Transcribe the part of the scholar's biography below, starting with "Early life and" and going on through "Tahsildar in Patiala State.".

* START Page text *

Qazi Muhammad Sulaiman Salman Mansurpuri  also referred to as Qazi Muhammad Sulaiman Salman or  Qazi Muhammad Suleman Mansoorpuri (; Born: 1867 AD, Mansurpur, Patiala State30 May 1930, Jeddah, Saudi Arabia AD, 1284 AH - 02 Muharram 1349 AH) was an Islamic scholar, biographer and historian. Sulaiman Mansoorpuri is best known for Rahmatul-lil-Alameen (Mercy for Mankind), the biography of the Islamic prophet Muhammad in three volumes. He was also session judge in Patiala State.

Early life and education 
Sulaiman Mansoorpuri was born in 1867 in Mansurpur (formerly state Patiala, princely state of the British Empire in India). He received his early education from his father Qazi Ahmad Shah. Sulaiman Mansoorpuri's father was a Deputy Tahsildar in Patiala State.

* END Page text *
* START Provided data *

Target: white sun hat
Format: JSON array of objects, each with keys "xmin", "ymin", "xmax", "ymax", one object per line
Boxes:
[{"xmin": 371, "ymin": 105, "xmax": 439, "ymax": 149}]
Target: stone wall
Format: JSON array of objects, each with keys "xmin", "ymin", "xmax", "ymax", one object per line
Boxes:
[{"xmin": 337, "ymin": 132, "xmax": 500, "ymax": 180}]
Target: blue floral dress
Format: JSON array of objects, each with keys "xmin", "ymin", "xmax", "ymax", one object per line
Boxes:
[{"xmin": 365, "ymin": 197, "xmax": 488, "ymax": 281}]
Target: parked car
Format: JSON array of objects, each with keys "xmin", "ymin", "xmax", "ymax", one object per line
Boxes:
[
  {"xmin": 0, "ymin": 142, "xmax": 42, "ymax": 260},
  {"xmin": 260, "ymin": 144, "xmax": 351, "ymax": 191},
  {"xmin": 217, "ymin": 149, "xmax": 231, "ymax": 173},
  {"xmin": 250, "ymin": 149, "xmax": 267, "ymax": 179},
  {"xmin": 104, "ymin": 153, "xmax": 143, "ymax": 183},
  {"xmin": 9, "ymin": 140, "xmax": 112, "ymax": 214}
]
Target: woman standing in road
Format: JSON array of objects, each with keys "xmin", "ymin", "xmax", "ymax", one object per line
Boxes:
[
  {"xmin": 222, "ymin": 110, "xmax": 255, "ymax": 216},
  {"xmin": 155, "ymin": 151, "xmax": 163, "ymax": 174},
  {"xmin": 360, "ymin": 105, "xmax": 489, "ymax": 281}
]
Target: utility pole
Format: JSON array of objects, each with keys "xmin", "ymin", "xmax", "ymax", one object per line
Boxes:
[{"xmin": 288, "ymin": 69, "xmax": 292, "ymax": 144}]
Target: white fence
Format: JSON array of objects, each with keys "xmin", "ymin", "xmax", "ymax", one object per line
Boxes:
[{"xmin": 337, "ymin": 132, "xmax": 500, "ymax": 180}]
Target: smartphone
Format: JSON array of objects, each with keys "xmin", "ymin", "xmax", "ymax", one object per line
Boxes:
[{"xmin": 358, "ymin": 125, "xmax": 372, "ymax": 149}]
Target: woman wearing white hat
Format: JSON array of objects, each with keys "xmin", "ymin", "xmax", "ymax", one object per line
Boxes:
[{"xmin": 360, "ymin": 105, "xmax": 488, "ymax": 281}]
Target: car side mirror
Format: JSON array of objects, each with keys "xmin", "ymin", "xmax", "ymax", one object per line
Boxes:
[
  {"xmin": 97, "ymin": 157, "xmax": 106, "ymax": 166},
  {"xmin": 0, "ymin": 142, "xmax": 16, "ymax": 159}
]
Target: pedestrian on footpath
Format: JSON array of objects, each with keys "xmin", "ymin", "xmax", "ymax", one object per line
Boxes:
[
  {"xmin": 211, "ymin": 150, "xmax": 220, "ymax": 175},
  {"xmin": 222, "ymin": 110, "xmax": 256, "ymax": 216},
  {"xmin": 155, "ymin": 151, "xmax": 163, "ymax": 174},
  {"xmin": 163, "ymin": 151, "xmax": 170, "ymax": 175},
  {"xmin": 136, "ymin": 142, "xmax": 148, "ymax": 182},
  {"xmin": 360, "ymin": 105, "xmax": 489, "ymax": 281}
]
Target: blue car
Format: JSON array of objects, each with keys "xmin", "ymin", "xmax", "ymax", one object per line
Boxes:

* END Provided data *

* _Response_:
Early life and education 
Sulaiman Mansoorpuri was born in 1867 in Mansurpur (formerly state Patiala, princely state of the British Empire in India). He received his early education from his father Qazi Ahmad Shah. Sulaiman Mansoorpuri's father was a Deputy Tahsildar in Patiala State.